Stored items from a collection

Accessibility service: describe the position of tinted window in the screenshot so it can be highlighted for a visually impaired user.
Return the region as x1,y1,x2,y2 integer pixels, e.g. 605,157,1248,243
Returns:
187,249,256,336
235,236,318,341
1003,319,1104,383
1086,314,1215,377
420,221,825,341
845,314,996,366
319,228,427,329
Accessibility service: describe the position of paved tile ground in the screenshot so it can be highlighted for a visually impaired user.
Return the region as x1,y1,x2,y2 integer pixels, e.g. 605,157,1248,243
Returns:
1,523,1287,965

...

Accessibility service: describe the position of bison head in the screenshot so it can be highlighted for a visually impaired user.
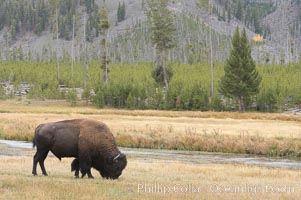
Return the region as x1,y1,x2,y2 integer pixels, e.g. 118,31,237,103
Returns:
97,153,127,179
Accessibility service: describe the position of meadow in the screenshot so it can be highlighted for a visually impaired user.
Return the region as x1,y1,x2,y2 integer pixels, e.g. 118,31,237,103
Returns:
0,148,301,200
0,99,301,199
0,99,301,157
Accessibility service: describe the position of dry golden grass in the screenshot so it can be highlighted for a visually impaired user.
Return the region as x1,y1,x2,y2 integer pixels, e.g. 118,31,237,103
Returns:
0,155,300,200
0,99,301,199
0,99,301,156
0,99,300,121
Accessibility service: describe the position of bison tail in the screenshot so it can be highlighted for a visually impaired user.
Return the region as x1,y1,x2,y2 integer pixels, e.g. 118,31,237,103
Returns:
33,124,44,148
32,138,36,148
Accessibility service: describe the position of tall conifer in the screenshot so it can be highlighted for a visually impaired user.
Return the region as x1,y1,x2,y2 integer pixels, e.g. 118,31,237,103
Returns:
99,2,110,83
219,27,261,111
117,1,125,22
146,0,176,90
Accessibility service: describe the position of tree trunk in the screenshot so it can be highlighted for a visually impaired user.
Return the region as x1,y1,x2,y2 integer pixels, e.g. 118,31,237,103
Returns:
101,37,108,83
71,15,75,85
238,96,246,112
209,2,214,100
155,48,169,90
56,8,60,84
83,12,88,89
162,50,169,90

*Requirement*.
Scan the data above; copy every line where "position" appears.

*Exercise solution*.
Accessibility service: describe the position of tinted window in the screenshot so it can be highlighted for a visually impaired user.
Accessibility service: describe the position of paved tile ground in the screenshot so it can be highlighted for a visually impaired user.
Accessibility service: describe the position of bison head in the screenshot so it can be highlighted for a visually impaired user.
Accessibility service: describe the position of meadow in the screenshot so it can be highlighted for a visually impaired user.
Accessibility service: describe the position of dry golden grass in the screenshot so it can be highlighted for a visually impaired user.
Accessibility service: describe the position of bison tail in the screenshot so it can be highlighted for a visually impaired user.
Accessibility service: describe the position of tall conifer in the screenshot so it can be highlighted for a visually impaired user.
Accessibility service: describe the position of tree trunk in the screenshot so it can be highlighted for a visually impaired user.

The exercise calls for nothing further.